■ **Excerpt to read**
— BEGIN —
All that being said, Zero Hedge decided to perform a statistical analysis of time series variance between Treasury auctions conducted in 2009 and the subsequent Permanent Open Market Purchases, in which we analyzed the size of the OMO transaction, the number of days passed between a certain CUSIP being auctioned and becoming purchased by the Fed, the percentage of primary dealer purchases as a total of the entire Competitively Accepted amount, and the percentage of the Primary allocation that would end up being purchased subsequently by the Fed in the OMO-to-Auction timeframe. The results were surprising.
But first, I will present the data set that Zero Hedge created with the assistance of reader Phaesed. The chart below highlights all Bond (not Bill) Treasury Auctions conducted in 2009, segregated by auction date, and highlighted by tenor.
Some datapoints: There has been $1.1 trillion in Bonds offered YTD, of which $1,156 billion has been accepted. Of this total, $600 billion has gone to primary dealers. The primary allocation has represented a (simple) average of 55% of the total bonds allocated competitively. For readers who would like to play around with this data, it will be posted shortly to google spreadsheets for open source enjoyment.
Next, Zero Hedge compiled all the YTD Open Market Operations Data, and filtered it by Bond issues auctioned in 2009, and subsequently purchased by the POMO program.The raw data is presented below:
Some facts: the Fed has purchased roughly $240 billion in OMO since QE was announced in March: on par to purchase $300 billion as the program was initially intended to expire by the end of September: according to media reports as of now there will likely not be an extension due to the "improving economy." (We have not focused on agencies in this report: we will perform that analysis at a subsequent date, yet one can argue the vast majority of Fed buybacks has occurred in the MBS realm)
Of this $240 billion, almost half, or $112 billion has been targeted at treasury issues auctioned off in 2009. The chart below demonstrates the global universe of all OMO purchases of 2009 issues indexed by total purchase size, as well as number of days of OMO transaction since original auction (horizontal axis) - this is the key topic in question, which both John and Yves seem to take offense to. Of course, while a normal distribution would not show a significant preference to a lumped clustering, the vast majority of the treasuries purchased by the Fed has been within a few weeks at most of the original Treasury auction.
The size of the various circles is a relative indication of the percentage the OMO purchase representated as a function of the original primary dealer allocation: potentially an indication of how unwilling the primary dealer may have been to purchase a given issue absent a backstop guarantee from the Fed that shortly after the auction the issue would be acquired via OMO.
As the chart is somewhat noisy on the tail end, we have cleaned it up once by removing any OMOs that were less than $1 billion in size. The data is as follows:
What becomes notable is the mentioned clustering around the proximal side of auction-to-OMO time, with greater amounts purchased by the FED for CUSIPs that had large primary dealer allocation.
Last we perform one final filtration of the data, to remove any issues that were repurchased by the Fed more than 30 days after the Treasury auction:
The startling conclusion: $32 billion of Treasury Bonds spread across 7 CUSIPs, were purchased by the FED within 10 days of their initial auction and allocation to primary dealers. The amount purchased by OMOs represents an average of 32.4% of the total allocated to primary dealers in the respective auctions. Furthermore, almost two thirds of total OMO Operations for bonds issued in 2009, or $62 billion, affects Bonds issued within 30 days of the OMO purchase. These purchases account for a total average of 29% of the total amount allocated to primary dealers. While one may make the argument that on the run bonds are preferred on average by the Fed for purchasing and by the primary dealer community for selling, the data presents a marked skew in the Fed's desire to monetize very recently issued Treasuries.
— END —
■ **Collected material**
— BEGIN —
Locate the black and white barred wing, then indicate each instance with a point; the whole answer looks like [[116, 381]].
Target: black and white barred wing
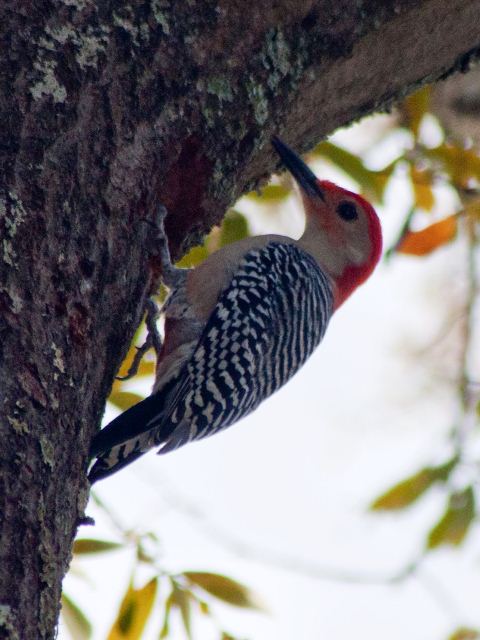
— END —
■ **Objective 1**
Why does the Treasury auction analysis above drop every OMO purchase smaller than $1 billion from its chart? Answer in one to three sentences.
■ **Objective 2**
Extend the Treasury auction analysis, picking up right after its final sentence.

■ **Task answer 1**
The chart was somewhat noisy on the tail end. Removing the OMOs under $1 billion cleaned it up.

■ **Task answer 2**
The key questions remain: allocations to primary dealers in 2009 Bond auctions is an undisputed majority (55%) of all auctions - this is troubling due to the recent change in the definition of indirect purchasers as well as the markedly reduced interest of foreign buyers such as China and other indirects, for US Treasuries. Could a reason for the Chinese lack of appetite be due to the fact that while primary dealers represent not just a majority of all Treasury purchases, these dealers may also have an implicit understanding that come hell or high water for auctions that lack indirect interest, the Fed could potentially make any dealers whole on purchases and subsequent sales at a loss such as the highlighted CUSIP 91282LD0 example (explicitly, at a loss for taxpayers who have to fund the primary dealers shortfall, in this case the difference between 99-26 and 99-07)? Would the Chinese be interested in playing in a rigged playing field when indirects are potentially impaired vis-a-vis direct purchasers?
Furthermore, is Bernanke pulling a Clinton and while claiming under oath that he is not monetizing debt, he is effectively doing just that on well over $30 billion in Treasuries, which the Fed acquires within 10 days of issuance? And lastly, is the rapid uptake by the Fed a means to goose up auctions which have a potential likelihood of failure: the 7 Year in question came hot on the heels of a 5 Year that for all intents and purposes was quite close to a failed auction? Absent an implicit backstop, which everyone knows the Fed is very keen on making these days (as the SigTarp demonstrated, to the tune of tens of trillions of dollars), what is the likelihood the 7 Year would have fared as well as it did, had not the primary dealers really stepped up, for reasons known and unknown?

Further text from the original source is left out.